━━ DATA RECORDS

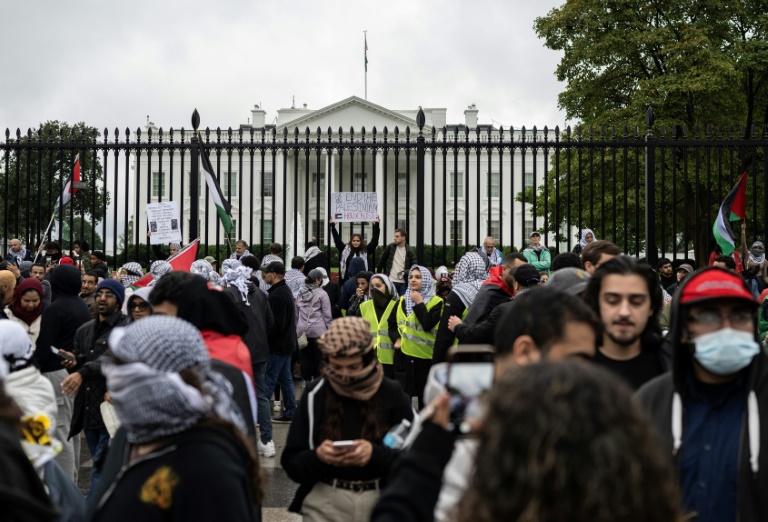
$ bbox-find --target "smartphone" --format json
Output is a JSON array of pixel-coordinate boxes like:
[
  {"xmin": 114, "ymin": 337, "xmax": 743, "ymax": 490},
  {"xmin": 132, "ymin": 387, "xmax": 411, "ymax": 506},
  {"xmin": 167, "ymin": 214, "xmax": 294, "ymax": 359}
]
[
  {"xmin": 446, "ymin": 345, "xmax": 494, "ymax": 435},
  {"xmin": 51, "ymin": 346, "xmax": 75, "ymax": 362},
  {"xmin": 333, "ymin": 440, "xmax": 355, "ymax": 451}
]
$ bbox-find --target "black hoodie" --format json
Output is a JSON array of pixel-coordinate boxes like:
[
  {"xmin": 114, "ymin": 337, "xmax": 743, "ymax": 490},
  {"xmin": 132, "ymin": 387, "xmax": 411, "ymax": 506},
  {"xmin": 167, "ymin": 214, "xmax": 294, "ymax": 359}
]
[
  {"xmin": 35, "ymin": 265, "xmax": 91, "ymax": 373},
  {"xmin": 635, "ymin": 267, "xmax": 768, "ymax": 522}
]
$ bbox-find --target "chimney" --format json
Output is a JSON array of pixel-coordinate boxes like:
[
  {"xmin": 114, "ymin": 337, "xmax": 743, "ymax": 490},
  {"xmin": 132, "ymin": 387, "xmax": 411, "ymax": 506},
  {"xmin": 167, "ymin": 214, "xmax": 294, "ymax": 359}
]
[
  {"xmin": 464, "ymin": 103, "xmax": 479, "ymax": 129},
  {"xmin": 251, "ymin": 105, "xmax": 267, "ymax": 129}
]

━━━━
━━ DATA RECORDS

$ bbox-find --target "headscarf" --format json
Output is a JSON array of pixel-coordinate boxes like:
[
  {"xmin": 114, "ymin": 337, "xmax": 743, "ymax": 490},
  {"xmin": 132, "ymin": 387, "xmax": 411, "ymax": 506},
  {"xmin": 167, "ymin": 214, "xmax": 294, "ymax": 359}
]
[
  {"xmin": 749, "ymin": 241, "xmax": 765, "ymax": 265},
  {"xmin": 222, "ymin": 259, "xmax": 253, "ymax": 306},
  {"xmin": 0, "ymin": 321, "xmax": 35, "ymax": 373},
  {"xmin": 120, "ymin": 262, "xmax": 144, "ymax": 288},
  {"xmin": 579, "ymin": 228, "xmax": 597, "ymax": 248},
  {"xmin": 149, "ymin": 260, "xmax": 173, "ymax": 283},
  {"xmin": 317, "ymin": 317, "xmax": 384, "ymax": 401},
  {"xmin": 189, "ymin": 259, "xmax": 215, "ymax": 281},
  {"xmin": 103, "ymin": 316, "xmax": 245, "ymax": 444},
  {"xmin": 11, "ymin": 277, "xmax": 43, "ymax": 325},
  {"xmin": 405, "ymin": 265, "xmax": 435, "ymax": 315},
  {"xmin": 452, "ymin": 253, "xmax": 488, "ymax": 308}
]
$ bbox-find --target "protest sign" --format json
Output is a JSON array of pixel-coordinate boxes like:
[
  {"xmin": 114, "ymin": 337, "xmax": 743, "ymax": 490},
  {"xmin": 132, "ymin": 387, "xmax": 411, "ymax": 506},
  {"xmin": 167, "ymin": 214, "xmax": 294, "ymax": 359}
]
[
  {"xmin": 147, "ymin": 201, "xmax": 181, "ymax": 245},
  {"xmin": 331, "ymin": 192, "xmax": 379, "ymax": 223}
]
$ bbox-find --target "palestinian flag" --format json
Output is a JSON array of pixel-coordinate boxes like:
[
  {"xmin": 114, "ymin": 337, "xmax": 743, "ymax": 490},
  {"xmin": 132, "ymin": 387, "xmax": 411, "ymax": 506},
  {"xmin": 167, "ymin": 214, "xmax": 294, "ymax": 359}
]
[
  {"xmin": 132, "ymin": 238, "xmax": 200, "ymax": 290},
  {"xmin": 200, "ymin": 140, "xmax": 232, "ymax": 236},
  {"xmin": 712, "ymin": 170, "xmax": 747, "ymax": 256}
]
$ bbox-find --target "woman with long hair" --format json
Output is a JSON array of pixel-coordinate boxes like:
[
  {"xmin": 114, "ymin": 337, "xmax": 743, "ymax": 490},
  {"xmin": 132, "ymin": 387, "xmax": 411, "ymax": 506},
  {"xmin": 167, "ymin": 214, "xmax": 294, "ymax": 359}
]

━━━━

SET EXERCISE:
How many lines of the material above contain the string "format"? Case counts. Reply with the number only.

SOLUTION FOR THIS PROBLEM:
7